● Selected passage
But to include Medicaid and Medicare recipients in a single pool in Vermont – that would require an act of Congress.
Would Hsiao have included everyone in one pool had it required only an administrative waiver and not an act of Congress?
“Probably most likely I would have done it,” Hsiao said.
Flowers says that Vermont should create a true single payer system and then put pressure on Congress to allow the states to pass it into law.
“Congressman Dennis Kucinich’s amendment passed the House last year and the Wyden Scott bill has bipartisan support in the Senate,” Flowers said. “Both would allow the states to pass single payer and include every resident – including Medicare and Medicaid recipients.”
Flowers supports something closer to Hsiao’s option one – a single payer administered by a public entity.
But under Hsiao’s recommended option three, the administrator would most likely be Blue Cross Blue Shield – which currently controls 75 percent of the state’s health insurance business.
“There are concerns about hiring Blue Cross to be the administrator,” Flowers says. “They have an incentive to make things more complex. Instead, there should be a public administrator.”
Flowers is also critical of Hsiao’s proposed funding mechanism – which is a payroll tax.
“It’s a regressive way to pay for it,” Flowers said. “It excludes people making money off of investment income only. It’s not really that difficult to say to people – for those people who earn their money off of investments and don’t have to work – they have to contribute too.”
Hsiao says that such a system would be too complicated.
“It would be a very much more complicated financing system,” Hsiao said.
“You can figure that out,” Hsiao said. “But then you have to ask – who are these people? Most of them are in the Medicare population. Then you want to tax them differently than the people who are currently working. You can imagine how complicated that would be – just for people to understand that.”
And then Hsiao pauses.
And says – “since you are interested in single payer, let me just say – let not the perfect be the enemy of the good.”
Flowers says that exactly what we heard last year from President Obama when he was pushing the equivalent of Romney care – don’t let the perfect be the enemy of the good.
“That line is used over and over again in this situation,”Flowers said. “And what they say is the good is not. It’s similar to what happened last year.”
“So far what we see in Vermont is not single payer,” Flowers says. “There is still an opportunity to push for it be single payer. And that’s what we think we should be doing at this point. Hsiao’s proposal lacks key features of single payer. It’s not universal. It’s not a single risk pool. It’s not comprehensive in terms of benefits. And all medically necessary care is not covered.”
As for Hsiao, he’s pleased that Vermont’s Governor Peter Shumlin is fast tracking the legislation.
Shumlin has said that he will introduce his legislation this week.
Hsiao says he’s working closely with Shumlin to draft that legislation.
“They are working with us as to what are the essential parts of our recommendations that will produce the savings, that will give universal coverage, that will provide uniform benefits to everyone, and the payment systems,” Hsiao said.
“I’m very pleased that the Governor made a public commitment to draft legislation so fast,” Hsiao said.
As for the insurance industry, Hsiao predicts flatly that “the insurance industry will be opposed.”
But a strong grassroots movement, led by the Vermont Workers Center, is on the ground ready to defend single payer.
James Haslam of the Center says his forces will be pushing for Hsiao’s option one.
“We have come a long way,” Haslam said. “It’s amazing how far we have come to create the political will to do something. Now our struggle is what that something is going to be.”
Haslam echoes much of Flowers’ criticism of Hsiao’s preferred option three.
“We would want everyone in one system,” Haslam said. “Income tax is a whole lot more equitable than a payroll tax. And payroll is better than people paying premiums. We would probably be best served with a mix.”
RUSSELL MOKHIBER edits Single Payer Action.

● Task brief
According to the passage on Vermont's single-payer debate, what share of the state's health insurance business does Blue Cross Blue Shield currently control?

● Data
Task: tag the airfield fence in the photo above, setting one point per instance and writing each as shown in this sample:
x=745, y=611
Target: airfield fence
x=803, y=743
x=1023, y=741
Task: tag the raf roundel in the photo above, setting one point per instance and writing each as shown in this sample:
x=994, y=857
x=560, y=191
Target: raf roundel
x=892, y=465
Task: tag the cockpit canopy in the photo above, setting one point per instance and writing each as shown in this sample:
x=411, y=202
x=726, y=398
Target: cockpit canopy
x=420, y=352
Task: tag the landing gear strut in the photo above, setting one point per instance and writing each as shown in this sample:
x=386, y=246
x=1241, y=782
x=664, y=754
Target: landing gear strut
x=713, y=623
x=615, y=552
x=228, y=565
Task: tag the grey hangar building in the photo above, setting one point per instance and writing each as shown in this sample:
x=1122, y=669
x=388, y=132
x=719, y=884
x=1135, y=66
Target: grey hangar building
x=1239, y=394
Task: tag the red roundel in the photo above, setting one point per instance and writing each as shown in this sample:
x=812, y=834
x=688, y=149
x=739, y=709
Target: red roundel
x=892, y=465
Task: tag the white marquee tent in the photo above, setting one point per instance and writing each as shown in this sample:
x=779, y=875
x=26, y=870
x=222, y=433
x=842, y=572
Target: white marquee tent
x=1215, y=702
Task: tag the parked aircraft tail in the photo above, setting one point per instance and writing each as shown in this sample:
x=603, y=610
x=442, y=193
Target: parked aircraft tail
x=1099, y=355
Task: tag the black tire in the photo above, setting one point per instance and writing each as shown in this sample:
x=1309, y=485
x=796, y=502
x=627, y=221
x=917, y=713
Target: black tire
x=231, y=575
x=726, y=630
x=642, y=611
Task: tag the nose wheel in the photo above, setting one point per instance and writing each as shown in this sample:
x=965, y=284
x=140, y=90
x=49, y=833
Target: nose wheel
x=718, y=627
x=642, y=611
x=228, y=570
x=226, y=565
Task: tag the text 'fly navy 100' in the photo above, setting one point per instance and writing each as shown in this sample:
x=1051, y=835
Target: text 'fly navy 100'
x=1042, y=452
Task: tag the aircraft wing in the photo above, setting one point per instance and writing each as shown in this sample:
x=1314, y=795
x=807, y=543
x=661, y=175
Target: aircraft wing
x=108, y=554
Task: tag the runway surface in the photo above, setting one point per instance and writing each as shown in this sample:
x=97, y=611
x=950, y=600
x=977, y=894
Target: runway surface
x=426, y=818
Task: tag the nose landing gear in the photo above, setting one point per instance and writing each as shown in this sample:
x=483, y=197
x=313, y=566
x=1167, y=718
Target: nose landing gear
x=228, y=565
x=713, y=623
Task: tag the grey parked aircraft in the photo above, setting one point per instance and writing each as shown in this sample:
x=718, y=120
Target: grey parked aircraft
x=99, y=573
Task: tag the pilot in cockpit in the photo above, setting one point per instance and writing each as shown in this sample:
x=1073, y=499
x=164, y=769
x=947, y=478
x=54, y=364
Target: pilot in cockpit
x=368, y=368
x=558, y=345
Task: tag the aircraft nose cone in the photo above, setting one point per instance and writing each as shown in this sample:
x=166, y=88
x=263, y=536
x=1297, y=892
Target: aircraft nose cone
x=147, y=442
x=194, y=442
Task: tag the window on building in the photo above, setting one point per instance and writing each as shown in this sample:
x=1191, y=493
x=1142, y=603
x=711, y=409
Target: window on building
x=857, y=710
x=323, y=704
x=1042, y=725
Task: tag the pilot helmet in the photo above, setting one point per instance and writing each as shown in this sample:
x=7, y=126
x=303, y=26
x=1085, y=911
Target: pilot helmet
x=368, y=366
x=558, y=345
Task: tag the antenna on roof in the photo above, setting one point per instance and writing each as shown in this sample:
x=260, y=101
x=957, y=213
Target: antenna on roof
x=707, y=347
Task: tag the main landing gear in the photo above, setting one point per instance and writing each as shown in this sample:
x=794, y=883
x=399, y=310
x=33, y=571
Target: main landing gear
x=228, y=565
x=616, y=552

● Answer for this exercise
75 percent